**Records to process:**
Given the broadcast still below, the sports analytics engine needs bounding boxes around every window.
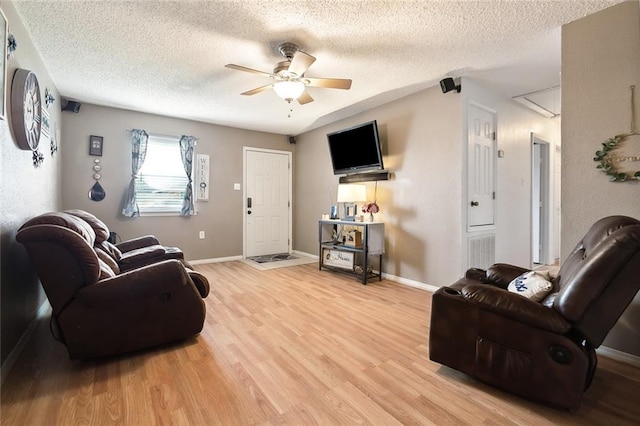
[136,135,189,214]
* * *
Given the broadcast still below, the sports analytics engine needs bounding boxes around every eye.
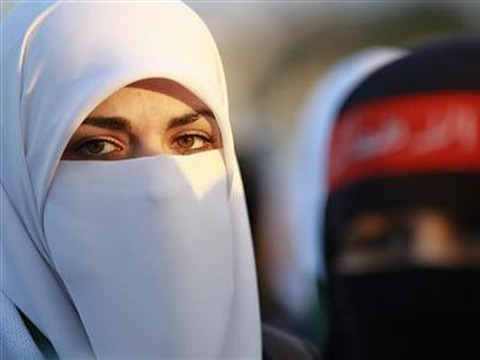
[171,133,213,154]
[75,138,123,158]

**Objective:** Recast everything from the line containing "around every window." down to the line containing "[136,135,189,214]" as a numbered list, skipping blank lines and leaving the pictures out.

**Full response:**
1. Given the broadcast still below, the sports analytics engine needs bounding boxes around every window.
2. [136,135,189,214]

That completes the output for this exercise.